§ **Items from a data source**:
— Start —
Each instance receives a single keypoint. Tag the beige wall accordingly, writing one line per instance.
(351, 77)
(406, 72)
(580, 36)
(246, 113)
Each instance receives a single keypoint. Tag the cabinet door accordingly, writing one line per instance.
— End —
Write out every one of the rows above word for word.

§ **Exercise result**:
Each instance receives a single keypoint. Tag the beige wall accordingly, writing one line per instance.
(351, 77)
(406, 72)
(580, 36)
(246, 113)
Each instance receives a single keypoint. Tag the cabinet door accordingly, writing one line per instance.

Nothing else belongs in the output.